__Required work__
(1) According to the article on health app privacy, which organization funded the study?
(2) Continue the article on health app privacy, picking up right after its last sentence.

Free Health Apps, Search Keywords Are a Threat to Privacy: Report

By Brian T. Horowitz  |  Posted 2013-07-22

Free Health Apps, Search Keywords Are a Threat to Privacy: Report

Privacy Rights Clearinghouse (PRC), a nonprofit focused on consumer privacy, has released a study showing that mobile health and fitness apps threaten a user's privacy with search loopholes and a lack of encryption.

Paid health apps had a lower risk than free apps of violating privacy because they require advertising for revenue, according to the report, "Technical Analysis of the Data Practices and Privacy Risks of 43 Popular Mobile Health and Fitness Applications," unveiled on July 16.

With less of a need for advertising, paid apps are less like to share data with third parties, said Craig Michael Lie Njie, founder and CEO of Kismet World Wide Consulting, who carried out the study between March and June 2013. The California Consumer Protection Foundation funded the project.

"Paid apps do not have a lot of advertising embedded," Lie Njie said. "They were just providing the core functionality because the people paying for the app are the ones driving the revenue stream," Lie Njie told eWEEK.

The free apps drive advertising with keywords that could draw on the user data, he suggested.

Developers of free mobile software are "basically delivering the apps so they can provide advertising and analytics to a third party, and that's where the revenue stream comes from," Lie Nijie said. "Those kinds of technologies are generally the more privacy invasive."

In a paid app, advertising and revenue models are more closely aligned with consumers, he noted.

Still, even though paid health apps tended to be more secure than free apps, paid apps also pose a danger to privacy, according to Lie Njie. Developers of paid apps sent data to their servers in the clear using  HTTP, he noted.

A privacy risk found among the apps was the tendency to use HTTPs over HTTP, according to Lie Njie.

Many health apps transmit unencrypted data and connect to third-party sites without a patient's knowledge, PRC reported.

For his technical evaluation, Lie Njie studied mobile apps that aid with diet and exercise, pregnancy, behavioral and mental health. Apps included symptom checkers and relaxation aids as well as those that help people manage chronic conditions.

Free Health Apps, Search Keywords Are a Threat to Privacy: Report

Consumers often assume that because they're storing health information in an app, it should be secure, Lie Njie noted.

"That's one of the key misconceptions—because it's dealing with health data, people assume there's something out there protecting them," he said.

Although the study researchers didn't notice a problem with apps running in the background, users should delete apps and related content after they're finished using them, Lie Njie advised.

PRC didn't consider when the privacy risks were potential violations of the Health Insurance Portability and Accountability Act (HIPAA) because the wellness apps were not being monitored by a physician or health system, Beth Givens, director of Privacy Rights Clearinghouse, told eWEEK. "These app publishers and app developers are not covered entities," said Givens, referring to the term for companies such as health systems or doctor's practices that are subject to HIPAA guidelines.

In addition to not using HTTPS, the biggest privacy risks when using mobile health apps also included unencrypted network connections and data being sent to advertisers as keywords, Lie Njie said.

__Given information__

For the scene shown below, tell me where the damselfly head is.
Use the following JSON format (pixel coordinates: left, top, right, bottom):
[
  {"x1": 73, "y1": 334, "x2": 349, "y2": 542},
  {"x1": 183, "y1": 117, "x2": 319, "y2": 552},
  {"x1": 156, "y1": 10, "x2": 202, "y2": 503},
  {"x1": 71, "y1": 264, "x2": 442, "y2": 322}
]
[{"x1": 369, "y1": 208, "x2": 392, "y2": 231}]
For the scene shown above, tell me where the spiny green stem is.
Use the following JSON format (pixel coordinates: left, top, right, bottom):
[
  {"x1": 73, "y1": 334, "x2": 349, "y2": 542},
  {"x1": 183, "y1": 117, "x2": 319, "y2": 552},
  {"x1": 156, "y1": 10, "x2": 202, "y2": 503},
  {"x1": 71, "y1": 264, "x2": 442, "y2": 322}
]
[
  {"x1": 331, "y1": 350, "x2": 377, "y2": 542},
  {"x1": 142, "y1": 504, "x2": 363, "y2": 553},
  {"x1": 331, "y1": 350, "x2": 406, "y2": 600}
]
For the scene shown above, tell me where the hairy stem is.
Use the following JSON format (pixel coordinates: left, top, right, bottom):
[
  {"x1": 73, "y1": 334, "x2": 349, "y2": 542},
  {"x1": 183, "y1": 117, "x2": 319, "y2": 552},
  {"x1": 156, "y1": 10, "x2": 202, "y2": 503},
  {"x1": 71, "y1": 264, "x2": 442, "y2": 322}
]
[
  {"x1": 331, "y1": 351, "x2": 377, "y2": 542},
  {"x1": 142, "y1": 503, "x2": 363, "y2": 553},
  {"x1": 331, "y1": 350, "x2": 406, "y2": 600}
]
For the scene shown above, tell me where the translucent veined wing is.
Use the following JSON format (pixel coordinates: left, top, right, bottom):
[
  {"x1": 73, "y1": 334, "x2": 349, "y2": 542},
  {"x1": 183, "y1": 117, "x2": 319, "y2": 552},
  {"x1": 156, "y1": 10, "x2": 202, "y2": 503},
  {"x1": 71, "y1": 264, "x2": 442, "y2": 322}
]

__Solved tasks__
(1) The California Consumer Protection Foundation funded the study.

(2)
To avoid these risks, developers can make sure the apps use HTTP (Secure Socket Layer-encrypted) network connections to transmit data between an app and an Internet server, the report stated.

In addition, a mobile app shouldn't be tied to a third-party advertiser or analytics service, according to the report. "Data disclosed to these third parties was found to be a major privacy risk," the report stated.

Also, developers should enable search, such as for information about medical conditions, as a POST request rather than a GET request, according to the PRC report. POST requests encode data in a message body while with GET requests, browsers encode data in a URL.

An additional risk was storing health data on an SD card of an Android device, and then losing the device, Lie Njie noted.

"If somebody has access to the device, they can pull the SD card out, and in general most of the apps stored data locally on the device are unencrypted," he said.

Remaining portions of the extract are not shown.